═══ DATA FOR PROCESSING

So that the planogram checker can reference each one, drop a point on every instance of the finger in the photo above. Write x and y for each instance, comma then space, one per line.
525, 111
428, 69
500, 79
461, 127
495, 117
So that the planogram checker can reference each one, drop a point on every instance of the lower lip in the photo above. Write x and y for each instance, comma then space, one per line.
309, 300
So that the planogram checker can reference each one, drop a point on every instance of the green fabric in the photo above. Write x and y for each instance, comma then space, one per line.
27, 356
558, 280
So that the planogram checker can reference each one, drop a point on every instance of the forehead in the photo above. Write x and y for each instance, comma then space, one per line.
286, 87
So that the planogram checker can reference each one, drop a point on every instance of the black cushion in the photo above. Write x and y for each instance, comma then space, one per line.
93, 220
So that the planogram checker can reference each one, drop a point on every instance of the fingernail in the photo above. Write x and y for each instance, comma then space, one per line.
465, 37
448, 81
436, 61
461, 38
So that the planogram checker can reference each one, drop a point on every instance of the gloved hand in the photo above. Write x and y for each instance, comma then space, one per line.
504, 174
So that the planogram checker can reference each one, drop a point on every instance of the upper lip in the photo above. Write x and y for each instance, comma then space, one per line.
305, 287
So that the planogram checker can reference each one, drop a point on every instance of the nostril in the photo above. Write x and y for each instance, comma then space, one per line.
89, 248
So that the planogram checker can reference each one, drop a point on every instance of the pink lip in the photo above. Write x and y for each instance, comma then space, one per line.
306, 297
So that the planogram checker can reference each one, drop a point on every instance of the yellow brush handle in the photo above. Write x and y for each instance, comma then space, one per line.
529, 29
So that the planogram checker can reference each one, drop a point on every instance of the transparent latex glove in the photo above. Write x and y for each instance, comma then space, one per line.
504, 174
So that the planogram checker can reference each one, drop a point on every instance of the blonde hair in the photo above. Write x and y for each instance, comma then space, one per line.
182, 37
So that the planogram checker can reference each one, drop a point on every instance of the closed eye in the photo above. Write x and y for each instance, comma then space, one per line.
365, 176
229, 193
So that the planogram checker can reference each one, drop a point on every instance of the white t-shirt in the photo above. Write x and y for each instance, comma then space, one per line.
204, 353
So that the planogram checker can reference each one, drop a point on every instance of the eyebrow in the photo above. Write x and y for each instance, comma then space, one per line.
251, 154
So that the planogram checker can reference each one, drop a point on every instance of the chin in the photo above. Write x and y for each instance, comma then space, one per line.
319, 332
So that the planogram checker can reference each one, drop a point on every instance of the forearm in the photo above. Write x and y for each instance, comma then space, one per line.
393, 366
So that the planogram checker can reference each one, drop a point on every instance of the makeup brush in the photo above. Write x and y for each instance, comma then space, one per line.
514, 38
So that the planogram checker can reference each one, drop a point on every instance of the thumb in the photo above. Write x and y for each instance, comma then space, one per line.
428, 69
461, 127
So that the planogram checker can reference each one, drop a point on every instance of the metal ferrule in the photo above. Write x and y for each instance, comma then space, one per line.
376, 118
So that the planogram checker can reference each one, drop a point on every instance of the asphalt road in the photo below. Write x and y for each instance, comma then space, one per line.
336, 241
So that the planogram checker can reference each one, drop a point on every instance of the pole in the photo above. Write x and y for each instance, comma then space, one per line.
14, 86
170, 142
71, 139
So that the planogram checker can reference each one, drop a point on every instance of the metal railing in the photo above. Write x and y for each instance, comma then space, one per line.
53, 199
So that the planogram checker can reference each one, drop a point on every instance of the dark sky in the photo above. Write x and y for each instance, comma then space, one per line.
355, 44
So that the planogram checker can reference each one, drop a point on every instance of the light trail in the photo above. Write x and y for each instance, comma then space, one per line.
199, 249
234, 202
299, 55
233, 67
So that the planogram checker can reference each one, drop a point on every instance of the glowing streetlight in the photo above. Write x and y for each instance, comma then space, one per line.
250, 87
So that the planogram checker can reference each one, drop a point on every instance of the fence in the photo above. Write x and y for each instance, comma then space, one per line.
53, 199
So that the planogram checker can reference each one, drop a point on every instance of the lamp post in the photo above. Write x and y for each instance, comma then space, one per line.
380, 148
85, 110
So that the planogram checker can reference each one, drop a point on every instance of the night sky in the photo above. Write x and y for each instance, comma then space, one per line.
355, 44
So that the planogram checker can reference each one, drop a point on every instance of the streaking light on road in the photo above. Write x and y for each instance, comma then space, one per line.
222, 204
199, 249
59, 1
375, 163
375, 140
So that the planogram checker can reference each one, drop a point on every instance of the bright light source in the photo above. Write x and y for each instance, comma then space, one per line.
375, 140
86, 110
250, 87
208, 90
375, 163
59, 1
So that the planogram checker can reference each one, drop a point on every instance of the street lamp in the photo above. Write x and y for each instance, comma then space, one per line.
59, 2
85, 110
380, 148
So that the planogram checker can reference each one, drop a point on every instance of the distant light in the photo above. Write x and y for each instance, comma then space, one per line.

══════

§ REQUIRED ACTION
Reproduce the listing exactly, leaving nothing out.

§ RESPONSE BELOW
So that the planogram checker can reference each one, drop a point on every instance of the finger in the photo above. Write x and y for each instance, comma then space, one per line.
525, 111
428, 69
500, 79
461, 127
495, 117
So that the planogram checker can reference each one, drop a point on every instance of the lower lip in the photo above. Write x and y for each instance, comma then space, one per line.
309, 300
So that the planogram checker can reference each one, drop a point on every instance of the green fabric in the photo above. Write x and y for each instance, comma then space, one per line.
27, 356
558, 280
So that the planogram checker can reference each one, drop a point on every instance of the forehead in the photo above. Write x and y for each instance, comma then space, one per line.
286, 87
So that the planogram checker can reference each one, drop a point on every instance of the black cushion in the photo above. Write x and y for each instance, comma then space, one per line.
93, 220
So that the planogram checker can reference each one, drop a point on every instance of the fingernail in the photo above. Write x and y for each instance, comma then space, one per line.
465, 37
448, 81
436, 61
461, 38
So that the planogram checker can reference each one, drop a point on every instance of the gloved hand in the photo above. Write x and y for each instance, comma then space, one per line.
504, 174
So that the planogram checker can reference each one, drop a point on every instance of the upper lip in the photo above. Write x and y for each instance, comma then space, one per line.
305, 287
So that the planogram checker can reference each one, drop a point on every instance of the nostril in the photo above. Write x and y for each instance, comma then space, one per line.
89, 248
So that the planogram checker can reference each one, drop a point on every instance of the pink lip in the photo above. Write x and y for each instance, comma then space, one per line.
306, 297
So that the planogram checker can reference each one, drop a point on every instance of the yellow brush handle in the photo above. Write x and y for each instance, comma then space, one per line.
529, 29
So that the planogram checker can reference each one, drop a point on every instance of the transparent latex glove in the photo above. Write x and y for each instance, comma then space, one per line.
504, 174
So that the planogram checker can reference each one, drop a point on every instance of the blonde hair in the photo above. Write x and y for each instance, comma then space, one per line.
182, 37
So that the planogram checker can reference each one, drop a point on every instance of the closed eye in the photo above. Write x and y for each instance, comma then space, one per line.
365, 176
229, 193
So that the planogram checker can reference each one, drop a point on every instance of the white t-shirt in the photo above. Write x and y for each instance, comma then space, one per line.
204, 353
So that the planogram checker can reference each one, drop a point on every instance of the eyebrow in the photo above. Write x and y for each instance, comma then space, one per line.
251, 154
So that the planogram checker can reference each one, drop a point on every instance of the chin in the photo above. Write x and y for each instance, comma then space, one per line.
319, 332
So that the planogram checker can reference each one, drop a point on every instance of the forearm in the photo above. Write x and y for each instance, comma then space, one per line.
393, 366
So that the planogram checker can reference each one, drop a point on every instance of the makeup brush in the photo above. Write x and y for each instance, comma then space, one per line.
514, 38
So that the planogram checker can reference each one, drop a point on every instance of the thumb in the photo above. Write x and y for each instance, comma then space, one per line.
428, 69
461, 127
So that the planogram checker can reference each one, drop a point on every instance of the metal ferrule in the photo above. Write x and y for each instance, comma then space, one per line.
376, 118
So that the planogram checker can reference each one, drop a point on every instance of the asphalt road in the photo below. Write x and y for each instance, comma then space, one per line.
336, 241
So that the planogram checker can reference each one, drop a point on every instance of the pole in the photo above. Write x and y for each instance, comma then space, one per line.
14, 86
170, 142
71, 139
So that the planogram checker can reference each one, drop a point on every instance of the metal railing in the photo above. Write x and y for each instance, comma then space, one per line.
53, 199
So that the planogram checker can reference each one, drop a point on every instance of the dark sky in the photo above. Write x and y for each instance, comma then space, one per line.
355, 44
So that the planogram checker can reference each one, drop a point on every instance of the light trail in the photo above. Write x and y for each instance, comma then space, one per line.
199, 249
234, 202
299, 55
233, 67
So that the planogram checker can reference each one, drop a point on every instance of the glowing streetlight in the photo above. Write x and y for each instance, comma then space, one per line.
250, 87
So that the planogram checker can reference each one, drop a point on every instance of the fence in the photo above. Write x and y for each instance, comma then space, one per line.
53, 199
So that the planogram checker can reference each one, drop a point on every instance of the lamp post in the photo above. Write x and y for each instance, comma then space, one per line.
380, 148
85, 110
So that the planogram checker can reference each one, drop a point on every instance of the night sky in the photo above. Write x and y for each instance, comma then space, one per line.
355, 44
So that the planogram checker can reference each one, drop a point on every instance of the streaking light on road in the photo above. Write x and y for each instance, comma then space, one per line.
222, 204
199, 249
59, 1
375, 163
375, 140
So that the planogram checker can reference each one, drop a point on every instance of the bright light source in the photo above. Write x and y for each instance, comma then space, one per line.
375, 140
86, 110
250, 87
208, 90
375, 163
59, 1
So that the planogram checker can reference each one, drop a point on every instance of the street lamp in the photo above. Write x and y for each instance, comma then space, one per line.
59, 2
85, 110
380, 148
So that the planogram checker can reference each one, drop a point on every instance of the distant light in the photo above. Write x and y for each instance, comma then space, one per line.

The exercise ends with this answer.